[Provided text]
Credentials Display

Karen McCarthy, OTD, OTR/L; Megan Chamberlain, OTS; Megan Chinn, OTS; Jennifer Pineda, OTS; Camille Santiago, OTS; Jamie Spitzer, OTS; Patricia Tran, OTS


Background: College students with invisible disabilities, including chronic pain, often experience difficulty engaging in social occupations, both on and off campus, because of stigma, misconceptions, or social exclusion. Previous research has examined the use of academic accommodations to address these concerns or focused on the physical barriers to participation, failing to address the psychosocial and holistic impact of pain. Chronic pain can affect a variety of occupations, including social participation, which is a significant occupation for college students. This research explores the lived experience of chronic pain for college students and the impact of pain on social participation from an occupational perspective.

Method: To fully understand the impact that chronic pain has on social engagement, the researchers employed a qualitative phenomenological approach using semi-structured interviews to explore the lived experiences of 15 college students with chronic pain.

[Instructions]
**a.** Quote the stretch of the chronic pain abstract from "Method: To fully" through "with chronic pain.".
**b.** Continue the abstract on chronic pain and college students' social participation from the point where it stops.
The listing that comes after has nothing to do with the abstract.

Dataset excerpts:
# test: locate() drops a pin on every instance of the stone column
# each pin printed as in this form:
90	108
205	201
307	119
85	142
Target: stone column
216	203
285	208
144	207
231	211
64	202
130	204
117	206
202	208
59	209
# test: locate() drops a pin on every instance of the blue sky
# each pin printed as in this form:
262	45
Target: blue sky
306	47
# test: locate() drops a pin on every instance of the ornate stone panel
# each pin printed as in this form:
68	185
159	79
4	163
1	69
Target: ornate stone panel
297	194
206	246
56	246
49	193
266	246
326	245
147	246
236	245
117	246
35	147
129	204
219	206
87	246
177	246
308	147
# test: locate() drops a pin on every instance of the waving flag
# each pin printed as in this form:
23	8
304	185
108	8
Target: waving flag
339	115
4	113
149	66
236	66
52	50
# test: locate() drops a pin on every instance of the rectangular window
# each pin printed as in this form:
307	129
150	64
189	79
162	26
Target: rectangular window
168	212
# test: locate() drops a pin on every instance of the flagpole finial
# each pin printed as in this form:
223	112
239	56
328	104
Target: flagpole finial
--
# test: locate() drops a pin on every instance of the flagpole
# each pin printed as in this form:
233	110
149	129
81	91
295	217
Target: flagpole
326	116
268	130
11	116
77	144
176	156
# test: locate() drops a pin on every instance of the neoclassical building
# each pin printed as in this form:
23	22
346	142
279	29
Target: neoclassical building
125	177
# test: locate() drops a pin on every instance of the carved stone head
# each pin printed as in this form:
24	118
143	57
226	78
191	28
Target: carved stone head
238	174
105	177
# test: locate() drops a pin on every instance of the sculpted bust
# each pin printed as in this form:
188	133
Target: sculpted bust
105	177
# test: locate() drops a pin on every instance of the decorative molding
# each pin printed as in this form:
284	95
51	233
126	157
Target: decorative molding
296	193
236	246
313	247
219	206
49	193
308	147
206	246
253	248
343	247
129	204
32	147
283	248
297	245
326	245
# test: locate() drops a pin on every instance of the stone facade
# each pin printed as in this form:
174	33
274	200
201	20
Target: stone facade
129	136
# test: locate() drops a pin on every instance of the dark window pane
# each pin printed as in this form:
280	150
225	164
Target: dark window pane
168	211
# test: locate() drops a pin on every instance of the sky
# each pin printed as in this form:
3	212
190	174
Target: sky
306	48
...
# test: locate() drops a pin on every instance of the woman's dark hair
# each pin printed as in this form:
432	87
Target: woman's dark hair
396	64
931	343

[Responses]
**a.**
Method: To fully understand the impact that chronic pain has on social engagement, the researchers employed a qualitative phenomenological approach using semi-structured interviews to explore the lived experiences of 15 college students with chronic pain.

**b.**
Results: Four main themes were identified: personality and chronic pain, stigma, the “domino effect,” and self-awareness. College students with chronic pain were able to push through the pain using coping strategies, pain management, and adaptations to promote social engagement.

Conclusion: By understanding the lived experiences of college students with chronic pain, occupational therapists can engage in an open dialogue with clients about the holistic nature of their pain and collaborate with them to create strategies to curtail occupational injustice and promote engagement in meaningful social occupation.


The authors report no potential conflicts of interest.